┌─ Material provided

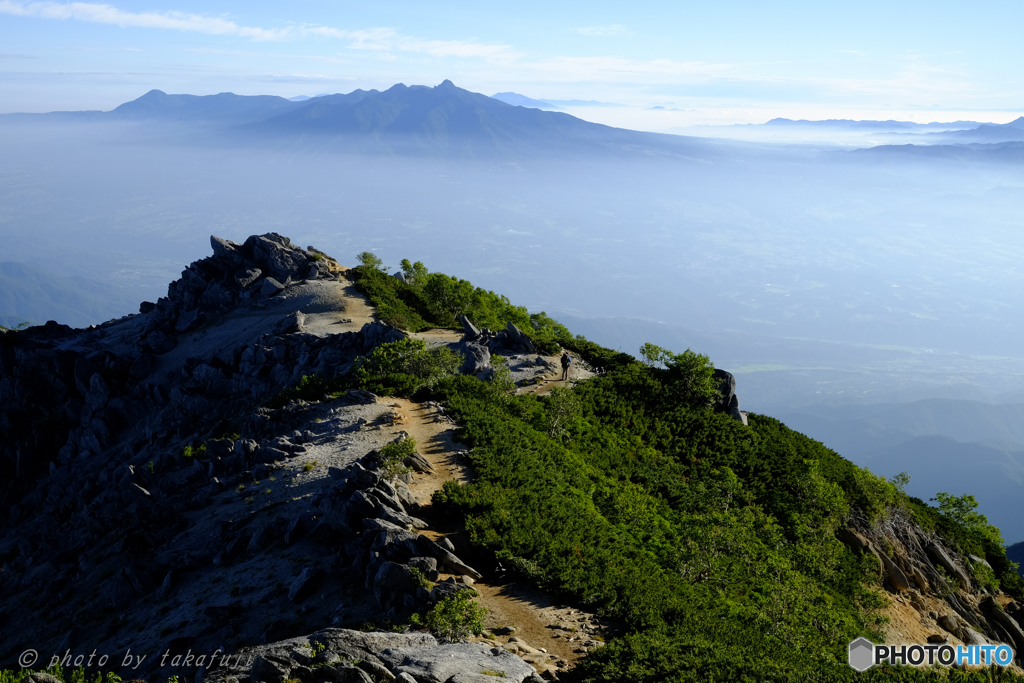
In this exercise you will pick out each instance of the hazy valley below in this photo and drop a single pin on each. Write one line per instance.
(823, 280)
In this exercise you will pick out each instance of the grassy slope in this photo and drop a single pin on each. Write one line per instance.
(715, 543)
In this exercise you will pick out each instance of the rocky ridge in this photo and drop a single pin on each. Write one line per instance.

└─

Task directions: Copy all the records above exactly, but leave out the pictures.

Solution for this problem:
In this exercise you will pick out each instance of the hazy valley below in this photo and drop a single pin on each. Write one line per instance.
(823, 280)
In this exercise you will pick out each instance of the grassy slope in this photo and drop a single pin on each. Write one line per instance.
(715, 543)
In this exercise you will pick out each instance of the rocky ridge in this photo and drop a single pin on each. Write one line per instance.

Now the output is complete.